Mailing-List: contact lucene-user-help@jakarta.apache.org; run by ezmlm
Precedence: bulk
Reply-To: "Lucene Users List" <lucene-user@jakarta.apache.org>
Received-SPF: pass (hermes.apache.org: local policy)
Message-ID: <41530200.4040403@getopt.org>
Date: Thu, 23 Sep 2004 19:04:00 +0200
From: Andrzej Bialecki <ab@getopt.org>
User-Agent: Mozilla/5.0 (Windows; U; Windows NT 5.1; en-US;
 rv:1.7.2) Gecko/20040803
MIME-Version: 1.0
To: Lucene Users List <lucene-user@jakarta.apache.org>
Subject: Re: Clustering lucene's results
References: <BAY8-F35nXAwIvOTDlT00036f91@hotmail.com>
 <4152D0EF.1050404@cs.put.poznan.pl>
In-Reply-To: <4152D0EF.1050404@cs.put.poznan.pl>
Content-Type: text/plain; charset=us-ascii; format=flowed
Content-Transfer-Encoding: 7bit

Dawid Weiss wrote:
> Hi William,
> 
> No, I don't have examples because I never used Lucene directly. If you 
> provide me with a sample index and an API that executes a query on this 
> index (I need document titles, summaries, or snippets and an anchor 
> (identifier), can be an URL).

Hi Dawid :-)

I believe the approach to this component should be that you first 
initialize it by reading a mapping of Lucene index field names to 
"logical" names (metadata) like title, url, body, etc. The reason is 
that each index uses its own metadata schema, i.e. in Lucene-speak, the 
field names.

--------------------------------

* Instruction a *
Edit the records from the line containing "[tag] door handle: a pin per instance" through the end of the records, swapping "pin" for "marker" and keeping everything else unchanged.

[Lines of data]
--------------------------------

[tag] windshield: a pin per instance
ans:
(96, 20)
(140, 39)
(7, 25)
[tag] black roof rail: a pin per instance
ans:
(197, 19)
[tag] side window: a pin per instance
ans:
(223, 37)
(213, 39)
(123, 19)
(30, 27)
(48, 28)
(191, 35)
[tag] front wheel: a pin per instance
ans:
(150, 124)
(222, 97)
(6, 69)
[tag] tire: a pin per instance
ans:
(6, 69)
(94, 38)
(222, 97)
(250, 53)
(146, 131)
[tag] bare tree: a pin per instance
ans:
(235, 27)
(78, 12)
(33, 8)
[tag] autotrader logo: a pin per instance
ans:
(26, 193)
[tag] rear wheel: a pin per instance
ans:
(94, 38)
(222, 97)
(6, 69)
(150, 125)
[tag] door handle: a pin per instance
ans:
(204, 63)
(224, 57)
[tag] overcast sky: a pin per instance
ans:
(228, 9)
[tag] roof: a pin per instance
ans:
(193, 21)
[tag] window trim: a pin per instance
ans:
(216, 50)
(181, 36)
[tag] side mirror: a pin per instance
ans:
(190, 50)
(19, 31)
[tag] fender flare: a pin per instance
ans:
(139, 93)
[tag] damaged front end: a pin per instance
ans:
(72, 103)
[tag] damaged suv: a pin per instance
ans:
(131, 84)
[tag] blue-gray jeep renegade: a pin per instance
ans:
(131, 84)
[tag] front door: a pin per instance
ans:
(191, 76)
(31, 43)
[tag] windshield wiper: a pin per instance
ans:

--------------------------------

* Instruction b *
Repeat the email about clustering Lucene's results word for word, in its entirety.

* Task response a *
[tag] door handle: a marker per instance
ans:
(204, 63)
(224, 57)
[tag] overcast sky: a marker per instance
ans:
(228, 9)
[tag] roof: a marker per instance
ans:
(193, 21)
[tag] window trim: a marker per instance
ans:
(216, 50)
(181, 36)
[tag] side mirror: a marker per instance
ans:
(190, 50)
(19, 31)
[tag] fender flare: a marker per instance
ans:
(139, 93)
[tag] damaged front end: a marker per instance
ans:
(72, 103)
[tag] damaged suv: a marker per instance
ans:
(131, 84)
[tag] blue-gray jeep renegade: a marker per instance
ans:
(131, 84)
[tag] front door: a marker per instance
ans:
(191, 76)
(31, 43)
[tag] windshield wiper: a marker per instance
ans:

* Task response b *
Mailing-List: contact lucene-user-help@jakarta.apache.org; run by ezmlm
Precedence: bulk
Reply-To: "Lucene Users List" <lucene-user@jakarta.apache.org>
Received-SPF: pass (hermes.apache.org: local policy)
Message-ID: <41530200.4040403@getopt.org>
Date: Thu, 23 Sep 2004 19:04:00 +0200
From: Andrzej Bialecki <ab@getopt.org>
User-Agent: Mozilla/5.0 (Windows; U; Windows NT 5.1; en-US;
 rv:1.7.2) Gecko/20040803
MIME-Version: 1.0
To: Lucene Users List <lucene-user@jakarta.apache.org>
Subject: Re: Clustering lucene's results
References: <BAY8-F35nXAwIvOTDlT00036f91@hotmail.com>
 <4152D0EF.1050404@cs.put.poznan.pl>
In-Reply-To: <4152D0EF.1050404@cs.put.poznan.pl>
Content-Type: text/plain; charset=us-ascii; format=flowed
Content-Transfer-Encoding: 7bit

Dawid Weiss wrote:
> Hi William,
> 
> No, I don't have examples because I never used Lucene directly. If you 
> provide me with a sample index and an API that executes a query on this 
> index (I need document titles, summaries, or snippets and an anchor 
> (identifier), can be an URL).

Hi Dawid :-)

I believe the approach to this component should be that you first 
initialize it by reading a mapping of Lucene index field names to 
"logical" names (metadata) like title, url, body, etc. The reason is 
that each index uses its own metadata schema, i.e. in Lucene-speak, the 
field names.